WRITTEN INSTRUCTION:
Starting at the very first line and ending with the line that contains "[[476, 428]]", rewrite those lines as a numbered list without any blank lines.

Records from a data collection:

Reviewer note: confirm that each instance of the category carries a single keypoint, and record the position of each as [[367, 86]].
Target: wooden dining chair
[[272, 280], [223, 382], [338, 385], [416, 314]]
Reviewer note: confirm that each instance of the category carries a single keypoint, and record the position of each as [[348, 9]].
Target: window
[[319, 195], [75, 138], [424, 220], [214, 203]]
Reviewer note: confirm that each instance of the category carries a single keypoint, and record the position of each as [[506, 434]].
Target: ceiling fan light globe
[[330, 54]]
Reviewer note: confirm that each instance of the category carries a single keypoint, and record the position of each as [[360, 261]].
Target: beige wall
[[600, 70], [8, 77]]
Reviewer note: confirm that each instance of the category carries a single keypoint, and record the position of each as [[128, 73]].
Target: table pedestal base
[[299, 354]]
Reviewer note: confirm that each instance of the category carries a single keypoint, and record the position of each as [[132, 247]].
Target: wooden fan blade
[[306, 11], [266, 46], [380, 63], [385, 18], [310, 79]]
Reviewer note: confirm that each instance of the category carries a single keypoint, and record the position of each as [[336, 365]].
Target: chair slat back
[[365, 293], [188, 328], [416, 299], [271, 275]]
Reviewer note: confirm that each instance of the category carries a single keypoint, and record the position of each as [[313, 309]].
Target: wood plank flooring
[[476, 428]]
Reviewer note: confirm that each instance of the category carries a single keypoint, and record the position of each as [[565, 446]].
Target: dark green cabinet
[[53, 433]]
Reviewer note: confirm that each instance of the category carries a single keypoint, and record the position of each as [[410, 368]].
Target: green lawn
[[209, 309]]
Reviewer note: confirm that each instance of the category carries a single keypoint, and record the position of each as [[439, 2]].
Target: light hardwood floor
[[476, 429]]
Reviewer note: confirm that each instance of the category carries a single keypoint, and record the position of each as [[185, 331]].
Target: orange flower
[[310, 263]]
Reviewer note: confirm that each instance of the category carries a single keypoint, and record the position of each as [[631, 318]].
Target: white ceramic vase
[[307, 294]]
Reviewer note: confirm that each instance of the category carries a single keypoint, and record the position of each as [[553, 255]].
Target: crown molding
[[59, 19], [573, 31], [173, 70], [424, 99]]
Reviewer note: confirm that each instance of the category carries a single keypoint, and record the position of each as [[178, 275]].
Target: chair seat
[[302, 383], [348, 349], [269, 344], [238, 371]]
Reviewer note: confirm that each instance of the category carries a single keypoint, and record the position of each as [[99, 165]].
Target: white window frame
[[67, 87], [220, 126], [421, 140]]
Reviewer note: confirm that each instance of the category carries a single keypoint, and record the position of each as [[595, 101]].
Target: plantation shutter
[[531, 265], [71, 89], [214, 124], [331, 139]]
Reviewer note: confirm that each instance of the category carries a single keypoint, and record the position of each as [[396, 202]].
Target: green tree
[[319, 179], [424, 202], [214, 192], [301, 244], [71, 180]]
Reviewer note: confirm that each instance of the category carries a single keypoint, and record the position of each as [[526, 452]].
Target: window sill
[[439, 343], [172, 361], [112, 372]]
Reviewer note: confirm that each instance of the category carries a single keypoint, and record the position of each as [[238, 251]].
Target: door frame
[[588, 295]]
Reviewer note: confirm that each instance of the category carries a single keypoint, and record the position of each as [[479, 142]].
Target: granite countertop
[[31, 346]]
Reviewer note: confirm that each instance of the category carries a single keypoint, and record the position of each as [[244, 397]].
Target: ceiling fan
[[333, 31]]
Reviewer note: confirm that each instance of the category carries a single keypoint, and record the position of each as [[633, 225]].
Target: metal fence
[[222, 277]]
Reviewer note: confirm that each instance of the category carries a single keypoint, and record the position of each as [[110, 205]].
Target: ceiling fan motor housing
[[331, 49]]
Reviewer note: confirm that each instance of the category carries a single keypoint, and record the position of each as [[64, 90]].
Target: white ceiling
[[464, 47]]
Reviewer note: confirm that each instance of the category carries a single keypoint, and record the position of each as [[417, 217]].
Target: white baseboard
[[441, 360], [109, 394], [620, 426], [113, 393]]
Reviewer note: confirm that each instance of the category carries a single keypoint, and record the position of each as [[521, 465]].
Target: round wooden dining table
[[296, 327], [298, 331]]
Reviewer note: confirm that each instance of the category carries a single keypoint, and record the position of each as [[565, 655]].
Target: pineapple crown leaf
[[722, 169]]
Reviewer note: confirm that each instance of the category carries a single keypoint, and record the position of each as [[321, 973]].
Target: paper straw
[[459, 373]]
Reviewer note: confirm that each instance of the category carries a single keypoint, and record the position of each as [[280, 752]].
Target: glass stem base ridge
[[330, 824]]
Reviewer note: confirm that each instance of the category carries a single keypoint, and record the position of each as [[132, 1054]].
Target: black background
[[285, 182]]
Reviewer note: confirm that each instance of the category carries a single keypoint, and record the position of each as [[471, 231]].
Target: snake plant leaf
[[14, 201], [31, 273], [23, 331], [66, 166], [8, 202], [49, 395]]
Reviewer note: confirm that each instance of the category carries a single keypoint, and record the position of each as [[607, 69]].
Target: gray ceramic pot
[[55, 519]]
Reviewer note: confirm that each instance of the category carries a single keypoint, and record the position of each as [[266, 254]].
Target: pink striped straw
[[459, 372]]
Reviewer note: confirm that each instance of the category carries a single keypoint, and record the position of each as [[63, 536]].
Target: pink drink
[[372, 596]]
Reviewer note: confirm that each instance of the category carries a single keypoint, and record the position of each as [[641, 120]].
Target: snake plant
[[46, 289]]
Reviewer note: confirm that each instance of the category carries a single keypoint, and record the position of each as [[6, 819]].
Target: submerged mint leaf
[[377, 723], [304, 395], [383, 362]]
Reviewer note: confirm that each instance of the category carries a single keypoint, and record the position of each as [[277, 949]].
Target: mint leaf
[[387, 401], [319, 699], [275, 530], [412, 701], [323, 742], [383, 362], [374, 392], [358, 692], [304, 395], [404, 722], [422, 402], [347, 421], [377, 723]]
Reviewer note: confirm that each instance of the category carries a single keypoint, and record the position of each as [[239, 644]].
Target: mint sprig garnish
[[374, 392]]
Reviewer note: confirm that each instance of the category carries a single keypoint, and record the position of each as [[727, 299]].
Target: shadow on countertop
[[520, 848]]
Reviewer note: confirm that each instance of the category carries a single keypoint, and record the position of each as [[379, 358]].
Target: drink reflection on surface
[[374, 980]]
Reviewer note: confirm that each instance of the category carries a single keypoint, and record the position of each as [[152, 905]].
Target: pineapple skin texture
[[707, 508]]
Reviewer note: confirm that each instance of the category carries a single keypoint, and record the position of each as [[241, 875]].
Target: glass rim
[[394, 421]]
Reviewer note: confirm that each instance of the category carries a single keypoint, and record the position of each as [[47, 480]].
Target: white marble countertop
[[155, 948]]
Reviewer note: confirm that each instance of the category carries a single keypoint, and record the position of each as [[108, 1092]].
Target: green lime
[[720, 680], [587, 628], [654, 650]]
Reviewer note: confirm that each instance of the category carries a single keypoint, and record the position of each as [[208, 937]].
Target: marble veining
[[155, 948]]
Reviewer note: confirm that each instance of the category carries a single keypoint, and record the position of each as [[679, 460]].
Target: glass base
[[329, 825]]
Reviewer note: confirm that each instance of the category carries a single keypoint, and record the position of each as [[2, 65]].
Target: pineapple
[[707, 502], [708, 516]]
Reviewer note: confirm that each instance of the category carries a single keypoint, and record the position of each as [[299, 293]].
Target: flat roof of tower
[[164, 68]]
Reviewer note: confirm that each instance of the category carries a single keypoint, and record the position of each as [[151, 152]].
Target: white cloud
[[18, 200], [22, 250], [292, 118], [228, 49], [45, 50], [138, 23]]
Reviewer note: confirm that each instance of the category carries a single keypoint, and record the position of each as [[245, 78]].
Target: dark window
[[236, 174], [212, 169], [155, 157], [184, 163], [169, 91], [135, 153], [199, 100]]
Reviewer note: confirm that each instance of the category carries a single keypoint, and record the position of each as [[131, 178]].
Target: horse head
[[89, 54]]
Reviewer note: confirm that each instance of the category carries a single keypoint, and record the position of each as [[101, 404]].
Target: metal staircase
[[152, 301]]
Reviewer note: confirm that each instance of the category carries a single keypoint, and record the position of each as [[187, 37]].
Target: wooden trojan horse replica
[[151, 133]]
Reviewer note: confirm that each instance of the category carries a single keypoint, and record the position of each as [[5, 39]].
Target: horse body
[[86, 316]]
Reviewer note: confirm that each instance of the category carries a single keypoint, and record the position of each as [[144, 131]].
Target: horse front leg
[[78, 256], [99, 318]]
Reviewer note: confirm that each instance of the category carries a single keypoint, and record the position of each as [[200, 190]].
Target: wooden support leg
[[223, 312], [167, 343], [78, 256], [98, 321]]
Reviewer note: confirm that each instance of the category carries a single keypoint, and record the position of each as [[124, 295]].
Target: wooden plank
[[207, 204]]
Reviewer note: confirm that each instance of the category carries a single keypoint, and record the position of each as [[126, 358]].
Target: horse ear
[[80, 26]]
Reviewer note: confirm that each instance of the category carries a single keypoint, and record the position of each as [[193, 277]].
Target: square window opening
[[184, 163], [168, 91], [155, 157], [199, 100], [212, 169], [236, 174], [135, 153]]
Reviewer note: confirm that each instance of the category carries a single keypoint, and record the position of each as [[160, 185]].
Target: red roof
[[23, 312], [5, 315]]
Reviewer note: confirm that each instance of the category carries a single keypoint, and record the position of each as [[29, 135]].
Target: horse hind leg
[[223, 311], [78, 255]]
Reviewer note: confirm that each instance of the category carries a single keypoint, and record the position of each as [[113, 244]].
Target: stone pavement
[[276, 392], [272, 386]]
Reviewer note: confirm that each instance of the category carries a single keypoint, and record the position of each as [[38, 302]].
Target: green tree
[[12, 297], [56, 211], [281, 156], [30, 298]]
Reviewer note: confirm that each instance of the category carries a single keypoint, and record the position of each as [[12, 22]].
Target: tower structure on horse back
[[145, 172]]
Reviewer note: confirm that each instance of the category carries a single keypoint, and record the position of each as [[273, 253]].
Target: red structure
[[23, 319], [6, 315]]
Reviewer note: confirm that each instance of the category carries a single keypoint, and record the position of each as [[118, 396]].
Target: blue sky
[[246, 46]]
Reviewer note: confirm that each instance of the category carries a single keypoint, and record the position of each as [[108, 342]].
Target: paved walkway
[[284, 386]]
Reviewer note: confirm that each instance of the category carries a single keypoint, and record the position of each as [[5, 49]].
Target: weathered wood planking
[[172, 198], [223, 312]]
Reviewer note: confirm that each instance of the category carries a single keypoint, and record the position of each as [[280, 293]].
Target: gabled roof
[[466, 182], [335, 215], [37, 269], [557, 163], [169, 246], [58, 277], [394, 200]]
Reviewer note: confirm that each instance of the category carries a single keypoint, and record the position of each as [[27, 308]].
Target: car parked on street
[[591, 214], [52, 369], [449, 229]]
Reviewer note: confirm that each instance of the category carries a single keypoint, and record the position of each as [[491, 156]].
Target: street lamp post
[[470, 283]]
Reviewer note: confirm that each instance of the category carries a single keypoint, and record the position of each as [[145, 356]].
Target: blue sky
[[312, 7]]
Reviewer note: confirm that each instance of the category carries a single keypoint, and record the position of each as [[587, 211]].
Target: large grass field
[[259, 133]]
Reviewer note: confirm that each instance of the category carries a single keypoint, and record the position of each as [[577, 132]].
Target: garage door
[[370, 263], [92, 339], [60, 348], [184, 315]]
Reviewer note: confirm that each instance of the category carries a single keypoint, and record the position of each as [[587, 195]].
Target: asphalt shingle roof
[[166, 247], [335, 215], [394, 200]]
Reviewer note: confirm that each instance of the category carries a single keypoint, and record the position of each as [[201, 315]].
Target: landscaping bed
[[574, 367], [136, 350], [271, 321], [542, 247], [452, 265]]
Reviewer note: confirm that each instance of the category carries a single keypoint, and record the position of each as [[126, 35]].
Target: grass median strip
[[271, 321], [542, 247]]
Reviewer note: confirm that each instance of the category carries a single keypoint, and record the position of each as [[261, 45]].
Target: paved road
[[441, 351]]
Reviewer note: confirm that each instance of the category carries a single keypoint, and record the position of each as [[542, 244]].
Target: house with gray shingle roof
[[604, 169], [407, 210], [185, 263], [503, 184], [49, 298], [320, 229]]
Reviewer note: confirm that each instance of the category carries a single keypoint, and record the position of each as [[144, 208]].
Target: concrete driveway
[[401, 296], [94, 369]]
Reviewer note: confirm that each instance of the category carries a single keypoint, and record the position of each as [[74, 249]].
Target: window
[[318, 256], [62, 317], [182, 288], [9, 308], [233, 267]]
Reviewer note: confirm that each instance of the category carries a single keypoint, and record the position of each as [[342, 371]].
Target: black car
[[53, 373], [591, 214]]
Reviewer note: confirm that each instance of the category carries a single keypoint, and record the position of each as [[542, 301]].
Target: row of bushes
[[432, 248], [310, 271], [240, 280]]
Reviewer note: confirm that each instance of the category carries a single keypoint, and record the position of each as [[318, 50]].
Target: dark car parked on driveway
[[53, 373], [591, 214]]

TASK RESULT:
1. Reviewer note: confirm that each instance of the category carries a single keypoint, and record the position of each as [[367, 86]].
2. Target: wooden dining chair
3. [[272, 280], [223, 382], [338, 385], [416, 314]]
4. Reviewer note: confirm that each instance of the category carries a single keypoint, and record the position of each as [[348, 9]].
5. Target: window
6. [[319, 195], [75, 138], [424, 220], [214, 203]]
7. Reviewer note: confirm that each instance of the category carries a single keypoint, and record the position of each as [[506, 434]].
8. Target: ceiling fan light globe
9. [[330, 54]]
10. Reviewer note: confirm that each instance of the category carries a single keypoint, and record the position of each as [[360, 261]].
11. Target: beige wall
12. [[600, 70], [8, 77]]
13. Reviewer note: confirm that each instance of the category carries a single keypoint, and record the position of each as [[128, 73]].
14. Target: table pedestal base
15. [[299, 354]]
16. Reviewer note: confirm that each instance of the category carries a single keypoint, and record the position of each as [[132, 247]].
17. Target: wooden fan blade
18. [[306, 11], [266, 46], [380, 63], [385, 18], [310, 79]]
19. Reviewer note: confirm that each instance of the category carries a single keypoint, and record the position of each as [[336, 365]].
20. Target: chair slat back
21. [[365, 293], [188, 328], [416, 299], [271, 275]]
22. Reviewer note: confirm that each instance of the category carries a single keypoint, and record the position of each as [[313, 309]].
23. Target: wood plank flooring
24. [[476, 428]]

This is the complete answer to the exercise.